◆ READING TEXT ◆
— BEGIN —

1. Technical Field
This disclosure relates to antenna system. Particularly, this disclosure relates to phased array antenna systems.
2. Description of the Related Art
An essential component of any wireless communications system is the antenna that transmits and/or receives the electromagnetic signals. One conventional antenna structure, often employed in communications satellites, includes a reflector that has received or transmitted signals “reflected” off it and focused to be collected in one or more feed horns. The reflector and feed horn configuration is typically manipulated to direct or “point” the coverage area of such an antenna. Newer antenna systems may employ phased arrays where an array of discrete antenna elements are used in combination to transmit or receive the desired electromagnetic signal. Such phased array systems can dispense with much of the pointing manipulation typically required with conventional reflectors because the output of the discrete antenna elements of the phased array, through the signal processing, create interference patterns of RF energy that create the desired coverage area and coverage signal strength.
A conventional design approach in developing a phased array antenna (or even a conventional reflector) divides the electrical signal design from the structural design. Thus, the signal design will involve developing the combination of radiating elements, waveguides, and filters in order to achieve the desired coverage and signal strength. Separately, the structural design will be developed to derive the structural configuration for the antenna to support the arrangement of electrical components. This approach can yield results that are less than optimal.

— END —

◆ DIRECTIVE ◆
According to the antenna text, what does the conventional approach to designing a phased array antenna separate the electrical signal design from? The entries after this point have no connection to the antenna text.

◆ GIVEN INFORMATION ◆
— BEGIN —

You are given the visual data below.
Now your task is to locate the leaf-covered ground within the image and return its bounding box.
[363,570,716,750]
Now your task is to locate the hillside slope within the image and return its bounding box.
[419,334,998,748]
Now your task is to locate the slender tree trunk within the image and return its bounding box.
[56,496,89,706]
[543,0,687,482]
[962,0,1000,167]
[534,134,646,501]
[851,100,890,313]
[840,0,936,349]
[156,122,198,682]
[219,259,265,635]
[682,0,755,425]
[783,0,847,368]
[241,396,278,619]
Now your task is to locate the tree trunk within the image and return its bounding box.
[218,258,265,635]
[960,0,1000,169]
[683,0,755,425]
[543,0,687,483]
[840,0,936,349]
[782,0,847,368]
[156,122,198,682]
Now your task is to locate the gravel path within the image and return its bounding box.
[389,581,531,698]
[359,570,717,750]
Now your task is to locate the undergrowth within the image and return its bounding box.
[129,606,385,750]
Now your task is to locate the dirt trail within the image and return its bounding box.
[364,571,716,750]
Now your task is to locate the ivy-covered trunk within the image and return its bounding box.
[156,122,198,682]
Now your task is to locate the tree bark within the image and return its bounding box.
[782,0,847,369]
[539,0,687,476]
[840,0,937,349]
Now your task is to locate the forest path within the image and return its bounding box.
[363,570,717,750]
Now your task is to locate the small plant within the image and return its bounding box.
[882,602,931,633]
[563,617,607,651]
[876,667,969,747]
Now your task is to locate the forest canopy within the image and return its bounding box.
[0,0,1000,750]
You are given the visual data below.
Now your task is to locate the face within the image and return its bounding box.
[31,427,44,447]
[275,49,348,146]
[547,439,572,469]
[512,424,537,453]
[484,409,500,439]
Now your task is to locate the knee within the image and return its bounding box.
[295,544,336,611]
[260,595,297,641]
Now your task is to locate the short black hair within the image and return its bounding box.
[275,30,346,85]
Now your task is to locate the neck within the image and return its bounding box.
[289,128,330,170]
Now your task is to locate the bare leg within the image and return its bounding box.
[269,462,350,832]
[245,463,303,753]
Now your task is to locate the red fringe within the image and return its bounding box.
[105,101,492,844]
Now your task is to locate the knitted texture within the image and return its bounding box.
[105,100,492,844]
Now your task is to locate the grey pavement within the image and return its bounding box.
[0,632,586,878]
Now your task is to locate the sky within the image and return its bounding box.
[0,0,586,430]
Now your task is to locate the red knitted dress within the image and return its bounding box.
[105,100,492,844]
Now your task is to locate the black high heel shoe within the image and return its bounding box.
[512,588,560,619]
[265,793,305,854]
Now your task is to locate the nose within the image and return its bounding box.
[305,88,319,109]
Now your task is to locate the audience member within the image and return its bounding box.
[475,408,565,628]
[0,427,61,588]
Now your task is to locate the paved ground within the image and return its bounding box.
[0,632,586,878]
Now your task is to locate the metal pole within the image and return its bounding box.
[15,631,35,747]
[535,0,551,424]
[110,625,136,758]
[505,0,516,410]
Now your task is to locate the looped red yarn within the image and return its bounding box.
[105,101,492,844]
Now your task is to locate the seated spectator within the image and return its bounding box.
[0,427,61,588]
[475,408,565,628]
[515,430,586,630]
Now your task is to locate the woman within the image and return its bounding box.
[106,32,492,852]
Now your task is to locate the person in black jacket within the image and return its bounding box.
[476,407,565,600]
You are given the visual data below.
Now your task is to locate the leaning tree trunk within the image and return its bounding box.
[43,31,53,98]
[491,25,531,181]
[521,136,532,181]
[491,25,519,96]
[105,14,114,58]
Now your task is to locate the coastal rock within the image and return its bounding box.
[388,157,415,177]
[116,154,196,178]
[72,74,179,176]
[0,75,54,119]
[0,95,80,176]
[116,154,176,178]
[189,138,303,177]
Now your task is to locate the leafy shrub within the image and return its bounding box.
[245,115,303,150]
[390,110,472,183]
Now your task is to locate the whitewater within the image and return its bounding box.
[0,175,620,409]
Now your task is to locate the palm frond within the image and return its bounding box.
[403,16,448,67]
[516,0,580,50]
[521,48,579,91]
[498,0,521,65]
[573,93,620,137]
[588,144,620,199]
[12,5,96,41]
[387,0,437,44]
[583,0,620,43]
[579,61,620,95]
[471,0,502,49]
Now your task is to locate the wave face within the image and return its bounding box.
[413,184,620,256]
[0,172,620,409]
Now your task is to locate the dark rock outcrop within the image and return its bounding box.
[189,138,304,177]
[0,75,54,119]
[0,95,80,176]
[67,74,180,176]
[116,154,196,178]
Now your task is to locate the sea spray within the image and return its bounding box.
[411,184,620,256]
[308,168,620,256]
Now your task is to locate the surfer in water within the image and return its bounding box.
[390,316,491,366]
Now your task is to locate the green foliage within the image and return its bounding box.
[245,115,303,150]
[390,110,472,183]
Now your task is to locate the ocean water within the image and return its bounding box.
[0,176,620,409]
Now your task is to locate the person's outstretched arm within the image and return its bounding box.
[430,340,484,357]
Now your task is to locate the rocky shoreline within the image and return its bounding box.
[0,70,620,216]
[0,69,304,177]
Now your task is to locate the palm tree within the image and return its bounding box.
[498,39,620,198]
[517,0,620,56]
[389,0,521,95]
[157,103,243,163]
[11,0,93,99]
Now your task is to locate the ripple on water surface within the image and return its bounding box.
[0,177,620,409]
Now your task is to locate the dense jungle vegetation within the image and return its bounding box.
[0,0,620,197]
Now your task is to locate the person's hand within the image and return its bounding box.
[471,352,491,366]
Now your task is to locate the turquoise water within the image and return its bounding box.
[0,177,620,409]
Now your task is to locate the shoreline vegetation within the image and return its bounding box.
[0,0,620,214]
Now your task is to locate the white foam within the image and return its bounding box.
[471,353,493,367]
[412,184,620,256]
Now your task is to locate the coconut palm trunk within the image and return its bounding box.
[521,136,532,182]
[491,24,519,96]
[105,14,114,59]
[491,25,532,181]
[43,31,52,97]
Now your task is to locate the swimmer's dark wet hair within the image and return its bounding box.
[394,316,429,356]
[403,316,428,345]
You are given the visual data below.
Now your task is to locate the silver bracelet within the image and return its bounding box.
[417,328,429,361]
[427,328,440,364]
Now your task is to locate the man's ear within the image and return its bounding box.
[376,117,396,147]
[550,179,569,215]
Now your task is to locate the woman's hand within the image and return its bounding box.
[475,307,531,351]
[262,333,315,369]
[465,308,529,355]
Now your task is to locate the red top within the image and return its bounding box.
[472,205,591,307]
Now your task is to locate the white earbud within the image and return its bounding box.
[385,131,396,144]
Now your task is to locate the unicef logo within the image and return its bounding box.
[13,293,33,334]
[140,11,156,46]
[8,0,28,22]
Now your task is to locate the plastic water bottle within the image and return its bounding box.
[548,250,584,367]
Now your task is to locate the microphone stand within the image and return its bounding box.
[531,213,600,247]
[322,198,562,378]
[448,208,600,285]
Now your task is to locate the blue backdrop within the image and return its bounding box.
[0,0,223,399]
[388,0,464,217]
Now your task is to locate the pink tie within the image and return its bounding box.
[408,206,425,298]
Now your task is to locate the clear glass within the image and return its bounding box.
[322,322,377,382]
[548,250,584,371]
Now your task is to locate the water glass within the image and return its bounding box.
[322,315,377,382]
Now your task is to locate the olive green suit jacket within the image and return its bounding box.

— END —

◆ WORKED SOLUTION ◆
The structural design.